**YOUR TASK:**
Gather and copy out every line below that contains the string "could". Case counts.

**RECORDS FOR THIS EXERCISE:**
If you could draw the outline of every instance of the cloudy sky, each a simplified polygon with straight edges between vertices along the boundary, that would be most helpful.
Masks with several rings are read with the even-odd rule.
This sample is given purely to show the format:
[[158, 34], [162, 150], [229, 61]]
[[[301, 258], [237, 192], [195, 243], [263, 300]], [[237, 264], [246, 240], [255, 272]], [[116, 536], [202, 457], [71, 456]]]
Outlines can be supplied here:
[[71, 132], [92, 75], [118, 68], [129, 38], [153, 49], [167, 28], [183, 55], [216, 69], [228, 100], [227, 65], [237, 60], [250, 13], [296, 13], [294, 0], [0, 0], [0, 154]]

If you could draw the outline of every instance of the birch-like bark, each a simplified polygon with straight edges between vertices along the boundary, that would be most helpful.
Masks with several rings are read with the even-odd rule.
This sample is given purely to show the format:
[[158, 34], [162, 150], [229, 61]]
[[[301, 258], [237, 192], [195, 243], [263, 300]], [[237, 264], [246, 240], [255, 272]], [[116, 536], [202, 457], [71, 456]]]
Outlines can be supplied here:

* * *

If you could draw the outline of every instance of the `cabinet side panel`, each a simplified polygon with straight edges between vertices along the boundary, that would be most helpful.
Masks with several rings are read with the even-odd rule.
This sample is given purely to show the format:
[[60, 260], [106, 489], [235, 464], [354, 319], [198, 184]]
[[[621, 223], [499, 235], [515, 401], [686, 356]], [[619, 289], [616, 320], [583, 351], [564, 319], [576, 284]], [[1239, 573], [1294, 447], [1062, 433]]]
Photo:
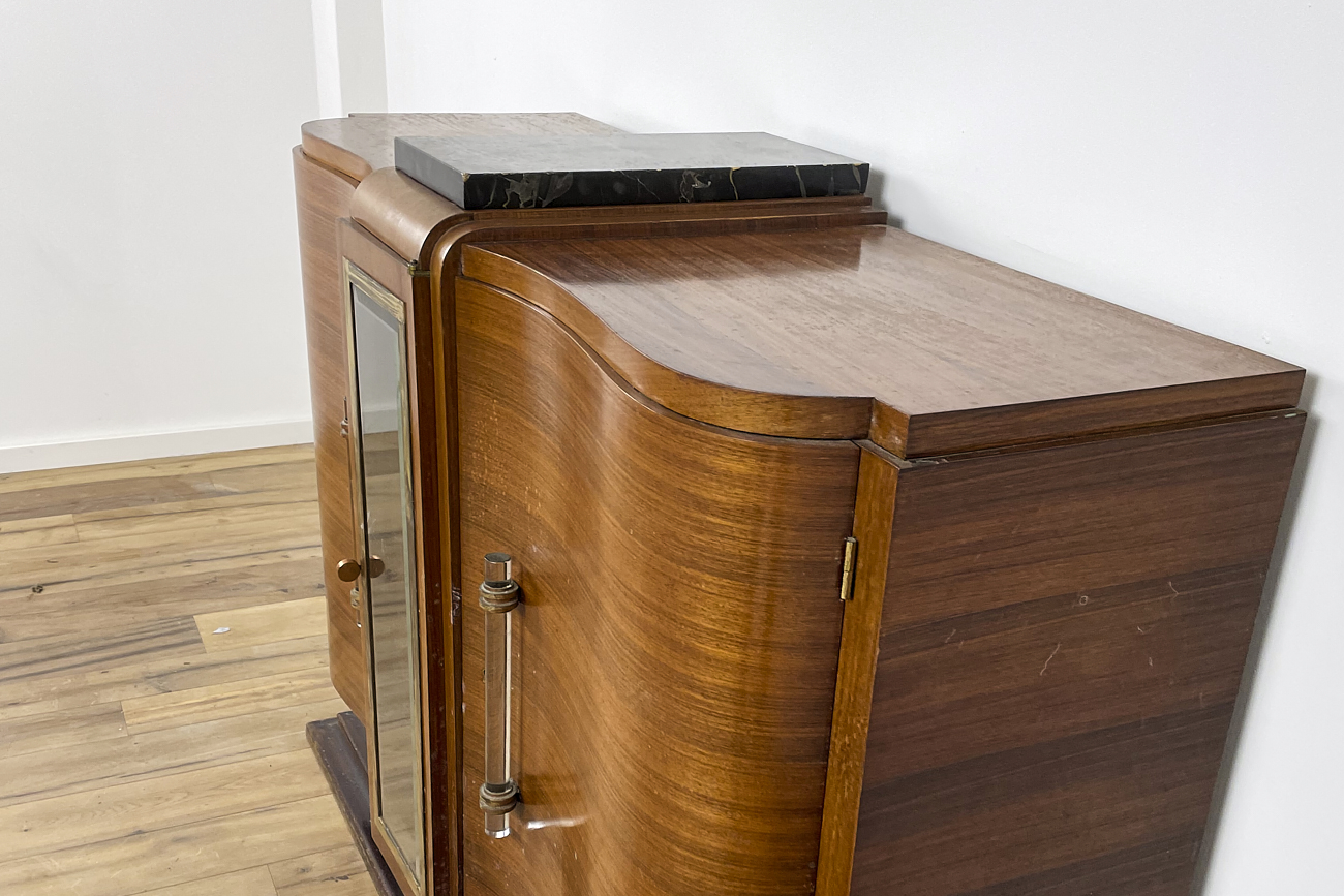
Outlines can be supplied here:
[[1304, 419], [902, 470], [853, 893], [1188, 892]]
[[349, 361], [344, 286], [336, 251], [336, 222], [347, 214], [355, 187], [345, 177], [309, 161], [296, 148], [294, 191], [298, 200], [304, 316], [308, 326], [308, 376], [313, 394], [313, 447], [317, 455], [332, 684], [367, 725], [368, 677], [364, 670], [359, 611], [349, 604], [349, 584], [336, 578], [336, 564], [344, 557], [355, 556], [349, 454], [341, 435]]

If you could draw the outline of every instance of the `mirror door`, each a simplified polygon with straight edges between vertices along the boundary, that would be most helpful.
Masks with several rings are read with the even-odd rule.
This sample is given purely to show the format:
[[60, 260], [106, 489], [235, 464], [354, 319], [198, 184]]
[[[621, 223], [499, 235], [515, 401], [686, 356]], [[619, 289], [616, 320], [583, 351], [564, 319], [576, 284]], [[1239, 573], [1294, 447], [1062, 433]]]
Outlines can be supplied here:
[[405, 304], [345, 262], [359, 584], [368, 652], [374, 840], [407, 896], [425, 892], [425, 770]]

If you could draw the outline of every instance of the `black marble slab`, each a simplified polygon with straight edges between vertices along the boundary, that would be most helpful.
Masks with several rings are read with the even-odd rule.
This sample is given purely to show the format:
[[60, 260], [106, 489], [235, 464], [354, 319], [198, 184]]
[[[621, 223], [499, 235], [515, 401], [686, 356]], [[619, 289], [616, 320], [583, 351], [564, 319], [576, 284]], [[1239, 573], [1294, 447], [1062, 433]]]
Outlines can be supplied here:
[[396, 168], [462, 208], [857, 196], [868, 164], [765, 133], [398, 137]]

**ANSWER FOR THE TASK:**
If you could draw the outline of every instance of the cloudy sky, each a simplified polygon with straight edges between vertices along the boundary, that would be most helpful.
If you could draw the outline of every instance of the birch-like bark, each a simplified polygon with straight edges between vertices along the boundary, that would be most helpful.
If you could draw the outline of every instance of the `cabinet side panel`, each a simplified polygon with straight edges between vertices along the boundary, that would be most helpful.
If you could draw the outline of every instance of the `mirror door`, each a simplified polygon with straight edges between vertices along the boundary, that would be most helpful.
If you could draw the outline of every instance of the `black marble slab`, each a simplified polygon with straight edges between vertices along the boundary, that would be most helpful.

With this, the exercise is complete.